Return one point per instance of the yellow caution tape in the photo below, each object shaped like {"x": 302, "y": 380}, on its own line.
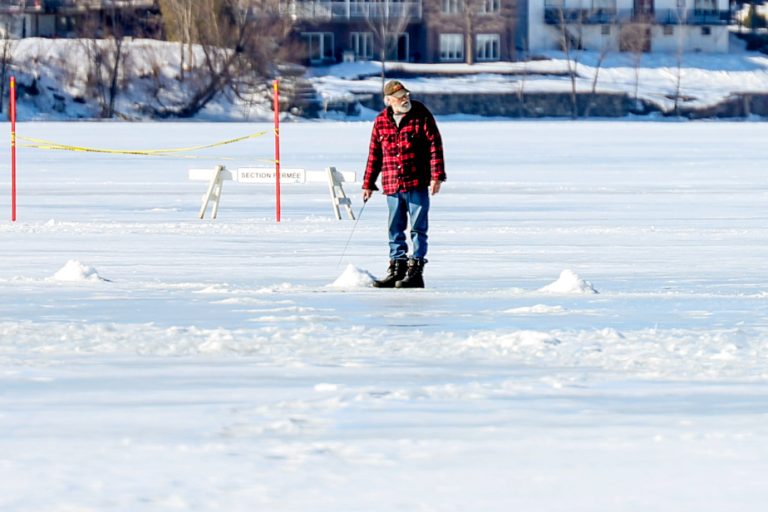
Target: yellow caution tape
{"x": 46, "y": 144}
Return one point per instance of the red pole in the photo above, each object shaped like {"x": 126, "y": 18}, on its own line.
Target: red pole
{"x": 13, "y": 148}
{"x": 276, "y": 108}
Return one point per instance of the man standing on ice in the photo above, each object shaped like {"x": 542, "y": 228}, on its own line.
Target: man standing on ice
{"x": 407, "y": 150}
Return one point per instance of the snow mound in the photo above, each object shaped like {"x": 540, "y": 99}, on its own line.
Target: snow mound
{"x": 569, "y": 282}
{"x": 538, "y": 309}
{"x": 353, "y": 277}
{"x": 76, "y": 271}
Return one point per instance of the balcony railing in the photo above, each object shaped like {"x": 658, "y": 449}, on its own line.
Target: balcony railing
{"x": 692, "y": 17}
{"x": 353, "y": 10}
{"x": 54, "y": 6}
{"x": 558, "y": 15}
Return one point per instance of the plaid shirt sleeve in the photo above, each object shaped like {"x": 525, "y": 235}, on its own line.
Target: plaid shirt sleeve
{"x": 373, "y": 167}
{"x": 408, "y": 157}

- - -

▸ Given instruction:
Copy out the records above word for word, starting at the line that contains "Return one point per instance of the snow" and ending with the last line of the records.

▸ Correct response:
Return one point per instance of the snow mound in the photo above, each object shaped like {"x": 540, "y": 99}, on its own line.
Target: snow mound
{"x": 569, "y": 282}
{"x": 538, "y": 309}
{"x": 353, "y": 277}
{"x": 76, "y": 271}
Return one point per instance of the balcony railing in the photo above, each object shaped like {"x": 658, "y": 449}, on its own line.
Target: balcony railing
{"x": 692, "y": 17}
{"x": 353, "y": 10}
{"x": 54, "y": 6}
{"x": 558, "y": 15}
Return one point per instance of the plaid shirt sleeve in the photo above, each object shaped like {"x": 525, "y": 235}, on its own line.
Target: plaid shirt sleeve
{"x": 373, "y": 167}
{"x": 408, "y": 157}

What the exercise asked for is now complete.